*Written task:* Copy out the data below with each "single point" swapped for "one point", and leave everything else as it is.

*Material for the task:*
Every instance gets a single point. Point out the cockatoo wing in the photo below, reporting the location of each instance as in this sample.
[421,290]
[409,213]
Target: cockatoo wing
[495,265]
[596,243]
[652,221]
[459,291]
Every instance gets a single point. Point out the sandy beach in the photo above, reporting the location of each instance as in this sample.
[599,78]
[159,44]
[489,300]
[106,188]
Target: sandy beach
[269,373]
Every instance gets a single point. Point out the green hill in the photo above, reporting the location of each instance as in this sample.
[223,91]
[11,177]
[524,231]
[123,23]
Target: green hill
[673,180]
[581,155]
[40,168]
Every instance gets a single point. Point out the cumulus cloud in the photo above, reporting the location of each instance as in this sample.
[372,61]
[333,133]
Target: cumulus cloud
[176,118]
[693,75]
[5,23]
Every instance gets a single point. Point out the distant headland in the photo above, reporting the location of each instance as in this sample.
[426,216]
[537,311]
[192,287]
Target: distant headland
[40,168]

*Answer to this task:*
Every instance gets a one point. Point out the cockatoo wing in the photo below, reporting the location of each instance as in this sample.
[421,290]
[409,213]
Target: cockatoo wing
[495,265]
[596,243]
[652,221]
[459,291]
Every instance gets a one point. Point out the sandy beach in the photo above, reporting the location of each instance as in this sample.
[599,78]
[159,44]
[489,300]
[106,188]
Target: sandy beach
[269,373]
Every instance gets a one point. Point out the green hill in the photo above, reporting the location of each instance as in this sample.
[223,91]
[11,177]
[524,231]
[123,23]
Target: green hill
[673,180]
[581,155]
[40,168]
Every instance gets a one point. Point out the cumulus cloud in the photo above, reporting the location of each instance as in this sample.
[372,61]
[333,133]
Target: cumulus cloud
[176,118]
[693,75]
[5,23]
Every instance gets a one point. Point out the distant headland in the photo above, reporting the location of each instance as in this sample.
[426,216]
[537,311]
[192,287]
Target: distant headland
[40,168]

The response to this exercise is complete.